Set exercise 1:
Put the entries, from their first line through the line containing "[[164, 232], [177, 220]]", into a JSON list of strings with one string per line. Omit blank lines and leave the pictures out.

Selection:
========================
There are three main types of asbestos still found in premises: 'blue asbestos' (crocidolite), 'brown asbestos' (amosite) and 'white asbestos' (chrysotile). It is now illegal to use asbestos in the construction or refurbishment of any premises, but many thousands of tonnes of it were used in the past and much of it is still in place. As long as it is in good condition, and is not being or going to be disturbed or damaged, there is no risk. However if it is, it can become a danger to health, because asbestos fibres are released into the air and people can breathe them in.

Who is at risk?

Anyone who uses your premises - who disturbs asbestos that has deteriorated or has been damaged and is releasing fibres - can be at risk as they may breathe in asbestos fibres during their day-to-day work.

Where is asbestos found in buildings?

Some asbestos containing materials (ACMs) are more vulnerable to damage and more likely to give off fibres than others. In general, the higher the percentage of asbestos, the more easily the material can be damaged. Asbestos insulation and lagging can contain up to 85% asbestos and are most likely to give off fibres. Work with asbestos insulating board can result in equally high fibre release if power tools are used. Asbestos cement contains only 10-15% asbestos and will only give off fibres if badly damaged or broken.
========================
Extracted material:
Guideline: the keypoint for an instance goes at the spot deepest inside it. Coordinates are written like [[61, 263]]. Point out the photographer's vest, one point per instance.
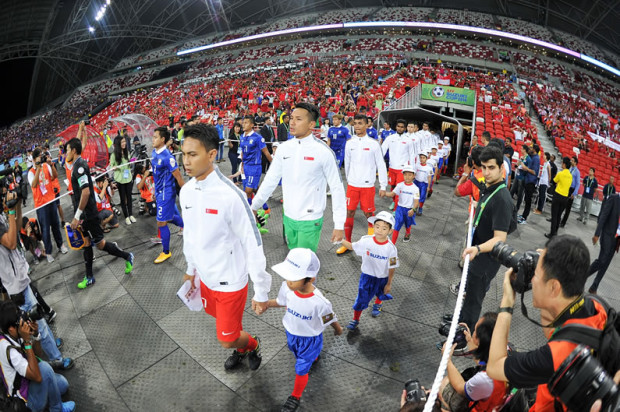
[[44, 191], [148, 189], [560, 350], [68, 171], [495, 400]]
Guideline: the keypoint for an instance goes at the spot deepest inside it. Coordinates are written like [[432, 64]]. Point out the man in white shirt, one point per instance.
[[222, 246], [413, 131], [306, 166], [447, 148], [363, 159], [423, 179], [399, 146]]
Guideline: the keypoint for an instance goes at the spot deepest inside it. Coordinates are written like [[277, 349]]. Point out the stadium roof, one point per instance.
[[55, 35]]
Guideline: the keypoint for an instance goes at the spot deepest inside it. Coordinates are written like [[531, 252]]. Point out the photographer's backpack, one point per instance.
[[605, 343], [11, 403]]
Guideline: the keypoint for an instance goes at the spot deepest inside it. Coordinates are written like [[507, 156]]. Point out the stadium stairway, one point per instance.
[[546, 142]]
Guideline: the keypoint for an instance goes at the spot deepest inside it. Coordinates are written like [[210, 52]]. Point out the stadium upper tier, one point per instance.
[[393, 14]]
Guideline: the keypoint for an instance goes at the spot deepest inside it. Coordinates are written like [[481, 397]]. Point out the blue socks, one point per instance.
[[164, 232], [177, 220]]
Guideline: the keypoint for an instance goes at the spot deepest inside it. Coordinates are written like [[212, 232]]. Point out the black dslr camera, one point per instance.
[[581, 379], [7, 185], [415, 393], [32, 315], [523, 264], [459, 336]]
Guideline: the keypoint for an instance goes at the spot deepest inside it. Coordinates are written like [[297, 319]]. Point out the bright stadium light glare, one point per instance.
[[402, 24]]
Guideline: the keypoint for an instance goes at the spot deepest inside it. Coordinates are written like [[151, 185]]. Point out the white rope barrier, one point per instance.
[[455, 316]]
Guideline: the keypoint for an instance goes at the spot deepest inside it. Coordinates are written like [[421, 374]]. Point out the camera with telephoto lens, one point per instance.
[[581, 379], [8, 182], [31, 315], [459, 336], [523, 264], [414, 390]]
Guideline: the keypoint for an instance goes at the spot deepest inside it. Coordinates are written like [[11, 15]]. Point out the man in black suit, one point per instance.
[[607, 229], [267, 133]]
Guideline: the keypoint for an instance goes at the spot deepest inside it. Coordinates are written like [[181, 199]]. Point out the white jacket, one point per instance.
[[400, 148], [220, 241], [362, 160], [305, 166]]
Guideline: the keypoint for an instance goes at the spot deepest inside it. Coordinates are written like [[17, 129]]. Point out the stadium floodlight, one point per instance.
[[409, 24]]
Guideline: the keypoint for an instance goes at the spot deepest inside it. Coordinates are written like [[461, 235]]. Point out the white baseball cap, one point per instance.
[[300, 263], [385, 216], [408, 168]]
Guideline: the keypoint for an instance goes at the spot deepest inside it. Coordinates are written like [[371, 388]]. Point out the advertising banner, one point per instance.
[[440, 93]]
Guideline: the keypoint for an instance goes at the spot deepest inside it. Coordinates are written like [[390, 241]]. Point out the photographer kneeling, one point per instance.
[[24, 377], [473, 390], [557, 290]]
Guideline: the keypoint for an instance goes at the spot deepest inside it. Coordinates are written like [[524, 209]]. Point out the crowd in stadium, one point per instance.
[[303, 127]]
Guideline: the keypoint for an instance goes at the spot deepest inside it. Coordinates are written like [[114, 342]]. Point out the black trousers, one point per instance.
[[481, 272], [529, 192], [124, 192], [569, 205], [600, 265], [558, 204], [542, 197]]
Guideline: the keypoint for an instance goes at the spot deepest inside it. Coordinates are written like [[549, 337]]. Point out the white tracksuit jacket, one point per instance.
========================
Set exercise 2:
According to the asbestos passage, what percentage of asbestos does asbestos cement contain?

Correct response 1:
[
  "Guideline: the keypoint for an instance goes at the spot deepest inside it. Coordinates are written like [[61, 263]]. Point out the photographer's vest, one point per instance.",
  "[[44, 191], [148, 189], [560, 350], [68, 171], [495, 400]]",
  "Guideline: the keypoint for an instance goes at the spot deepest inside it. Coordinates are written like [[432, 64]]. Point out the man in white shirt, one point per instance.",
  "[[222, 246], [413, 131], [306, 166], [447, 148], [363, 159], [423, 179], [399, 146]]",
  "Guideline: the keypoint for an instance goes at the spot deepest inside it. Coordinates are written like [[277, 349]]. Point out the stadium roof, one point per instance.",
  "[[55, 35]]",
  "Guideline: the keypoint for an instance goes at the spot deepest inside it. Coordinates are written like [[531, 252]]. Point out the photographer's backpack, one point per instance.",
  "[[605, 343], [11, 403]]",
  "Guideline: the keypoint for an instance goes at the spot deepest inside it. Coordinates are written like [[507, 156]]. Point out the stadium stairway, one point per instance.",
  "[[546, 142]]",
  "Guideline: the keypoint for an instance goes at the spot deepest inside it. Coordinates are written like [[210, 52]]. Point out the stadium upper tier, one point per instance.",
  "[[393, 14]]",
  "Guideline: the keypoint for an instance goes at the spot deepest inside it. Coordinates are written like [[481, 397]]. Point out the blue socks, one point per instance.",
  "[[164, 232], [177, 220]]"
]

Correct response 2:
Only 10-15%.